══ The data ══

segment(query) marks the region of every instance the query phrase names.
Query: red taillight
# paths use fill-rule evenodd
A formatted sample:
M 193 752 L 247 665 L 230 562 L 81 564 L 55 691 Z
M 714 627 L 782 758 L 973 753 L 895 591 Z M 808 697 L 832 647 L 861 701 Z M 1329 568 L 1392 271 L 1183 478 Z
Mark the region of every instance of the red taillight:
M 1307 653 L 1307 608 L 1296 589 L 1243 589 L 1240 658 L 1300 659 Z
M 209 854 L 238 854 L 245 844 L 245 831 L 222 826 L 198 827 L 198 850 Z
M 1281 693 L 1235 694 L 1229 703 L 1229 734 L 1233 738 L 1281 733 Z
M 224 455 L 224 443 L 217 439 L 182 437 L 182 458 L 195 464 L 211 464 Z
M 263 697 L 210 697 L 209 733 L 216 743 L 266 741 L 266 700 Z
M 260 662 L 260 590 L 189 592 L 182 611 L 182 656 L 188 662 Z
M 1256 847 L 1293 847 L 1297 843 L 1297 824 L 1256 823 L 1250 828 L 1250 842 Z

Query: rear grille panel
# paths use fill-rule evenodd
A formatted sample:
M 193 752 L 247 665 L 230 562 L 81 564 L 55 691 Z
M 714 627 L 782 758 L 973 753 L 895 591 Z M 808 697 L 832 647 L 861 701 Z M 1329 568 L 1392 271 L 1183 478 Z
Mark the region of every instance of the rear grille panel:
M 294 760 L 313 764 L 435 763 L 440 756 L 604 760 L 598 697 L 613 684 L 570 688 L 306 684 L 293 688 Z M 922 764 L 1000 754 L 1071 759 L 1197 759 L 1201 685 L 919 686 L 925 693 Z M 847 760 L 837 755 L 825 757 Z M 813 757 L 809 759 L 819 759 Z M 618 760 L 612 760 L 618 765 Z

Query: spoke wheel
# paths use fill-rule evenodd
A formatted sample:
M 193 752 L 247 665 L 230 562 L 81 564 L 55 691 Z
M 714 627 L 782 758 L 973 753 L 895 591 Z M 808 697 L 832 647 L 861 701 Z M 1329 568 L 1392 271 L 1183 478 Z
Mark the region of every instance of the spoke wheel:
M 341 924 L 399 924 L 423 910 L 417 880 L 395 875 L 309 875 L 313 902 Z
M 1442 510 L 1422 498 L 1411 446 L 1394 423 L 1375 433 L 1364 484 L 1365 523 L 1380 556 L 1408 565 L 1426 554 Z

═══

# Prompt
Print exactly the lines of the records from the one containing "Mark the region of every instance of the rear" through the end, and nothing besides them.

# Task solution
Mark the region of every instance of the rear grille panel:
M 294 760 L 313 764 L 435 763 L 440 756 L 604 760 L 598 697 L 613 684 L 570 688 L 306 684 L 293 688 Z M 922 764 L 1000 754 L 1071 759 L 1197 759 L 1201 685 L 919 686 L 925 693 Z M 847 760 L 837 755 L 825 757 Z M 813 757 L 809 759 L 819 759 Z M 618 760 L 612 760 L 618 765 Z

Query: spoke wheel
# paths use fill-rule evenodd
A formatted sample:
M 193 752 L 247 665 L 230 562 L 81 564 L 55 691 Z
M 714 627 L 782 758 L 973 753 L 895 591 Z M 808 697 L 832 647 L 861 701 Z M 1329 568 L 1392 271 L 1183 478 Z
Mark the region of every instance of the spoke wheel:
M 341 924 L 399 924 L 423 910 L 417 880 L 395 875 L 309 875 L 313 902 Z
M 1442 510 L 1422 498 L 1411 446 L 1394 423 L 1375 433 L 1364 484 L 1365 523 L 1380 556 L 1408 565 L 1426 554 Z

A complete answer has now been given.